SOURCE INFORMATION:
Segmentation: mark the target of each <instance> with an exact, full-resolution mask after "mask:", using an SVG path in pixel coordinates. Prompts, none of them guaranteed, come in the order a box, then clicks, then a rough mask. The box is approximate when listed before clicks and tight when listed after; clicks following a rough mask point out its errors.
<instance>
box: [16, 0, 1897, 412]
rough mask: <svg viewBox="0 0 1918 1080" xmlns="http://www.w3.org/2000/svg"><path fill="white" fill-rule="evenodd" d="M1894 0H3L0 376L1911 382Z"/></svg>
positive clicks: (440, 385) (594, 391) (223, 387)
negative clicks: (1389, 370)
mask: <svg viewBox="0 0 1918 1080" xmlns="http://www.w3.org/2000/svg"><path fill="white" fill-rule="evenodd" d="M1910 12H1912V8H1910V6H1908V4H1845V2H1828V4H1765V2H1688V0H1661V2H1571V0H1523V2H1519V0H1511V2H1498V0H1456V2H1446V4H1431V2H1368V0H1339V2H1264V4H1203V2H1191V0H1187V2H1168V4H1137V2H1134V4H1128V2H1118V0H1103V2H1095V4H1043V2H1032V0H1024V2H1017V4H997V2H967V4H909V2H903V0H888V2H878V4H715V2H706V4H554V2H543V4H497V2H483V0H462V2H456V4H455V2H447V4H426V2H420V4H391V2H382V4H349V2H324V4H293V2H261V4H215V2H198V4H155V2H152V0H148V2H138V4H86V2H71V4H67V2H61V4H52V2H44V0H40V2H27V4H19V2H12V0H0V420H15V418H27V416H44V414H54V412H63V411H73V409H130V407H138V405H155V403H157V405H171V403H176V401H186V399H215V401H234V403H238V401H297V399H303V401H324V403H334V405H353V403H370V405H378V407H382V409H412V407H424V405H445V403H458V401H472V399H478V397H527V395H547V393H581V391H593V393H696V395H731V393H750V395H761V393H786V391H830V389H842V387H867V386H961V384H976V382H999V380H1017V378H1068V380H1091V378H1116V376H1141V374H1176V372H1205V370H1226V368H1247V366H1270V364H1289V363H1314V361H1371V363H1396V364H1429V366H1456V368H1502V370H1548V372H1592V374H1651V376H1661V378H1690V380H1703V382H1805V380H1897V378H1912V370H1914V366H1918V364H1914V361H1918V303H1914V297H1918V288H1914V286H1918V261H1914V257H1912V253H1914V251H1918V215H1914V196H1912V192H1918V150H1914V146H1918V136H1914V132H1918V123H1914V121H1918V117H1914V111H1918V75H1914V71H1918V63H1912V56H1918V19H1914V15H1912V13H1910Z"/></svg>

ASSIGNED TASK:
For the records above, restate every line word for word.

THE ANSWER:
Segmentation: mark the target of each <instance> with an exact, full-resolution mask after "mask:", using an SVG path in pixel coordinates. Prompts, none of them guaranteed, come in the order a box, then clicks, then a rough mask. The box is approximate when listed before clicks and tight when listed after; clicks following a rough mask point out its errors.
<instance>
box: [16, 0, 1897, 412]
rough mask: <svg viewBox="0 0 1918 1080" xmlns="http://www.w3.org/2000/svg"><path fill="white" fill-rule="evenodd" d="M1894 0H3L0 376L1911 382Z"/></svg>
positive clicks: (440, 385) (594, 391) (223, 387)
negative clicks: (1389, 370)
mask: <svg viewBox="0 0 1918 1080" xmlns="http://www.w3.org/2000/svg"><path fill="white" fill-rule="evenodd" d="M1910 12H1912V8H1910V6H1908V4H1845V2H1828V4H1765V2H1688V0H1661V2H1571V0H1523V2H1519V0H1511V2H1498V0H1456V2H1446V4H1431V2H1368V0H1339V2H1264V4H1203V2H1191V0H1187V2H1168V4H1137V2H1134V4H1128V2H1118V0H1103V2H1095V4H1043V2H1032V0H1024V2H1017V4H997V2H967V4H909V2H903V0H888V2H878V4H715V2H706V4H554V2H543V4H497V2H483V0H462V2H456V4H455V2H447V4H426V2H420V4H391V2H382V4H349V2H324V4H293V2H261V4H215V2H198V4H155V2H152V0H148V2H138V4H86V2H71V4H67V2H61V4H52V2H44V0H40V2H27V4H19V2H12V0H0V420H15V418H27V416H44V414H54V412H63V411H73V409H130V407H138V405H155V403H157V405H171V403H176V401H186V399H215V401H234V403H238V401H297V399H303V401H324V403H334V405H353V403H370V405H378V407H382V409H412V407H424V405H445V403H458V401H472V399H478V397H527V395H547V393H581V391H593V393H696V395H731V393H750V395H761V393H786V391H830V389H842V387H867V386H961V384H976V382H999V380H1017V378H1068V380H1091V378H1116V376H1141V374H1176V372H1205V370H1226V368H1247V366H1270V364H1289V363H1314V361H1371V363H1396V364H1429V366H1456V368H1502V370H1548V372H1592V374H1651V376H1661V378H1690V380H1703V382H1805V380H1897V378H1912V370H1914V366H1918V364H1914V361H1918V303H1914V297H1918V288H1914V286H1918V261H1914V257H1912V253H1914V251H1918V215H1914V196H1912V192H1918V150H1914V146H1918V136H1914V132H1918V123H1914V121H1918V117H1914V111H1918V75H1914V71H1918V63H1912V56H1918V19H1914V15H1912V13H1910Z"/></svg>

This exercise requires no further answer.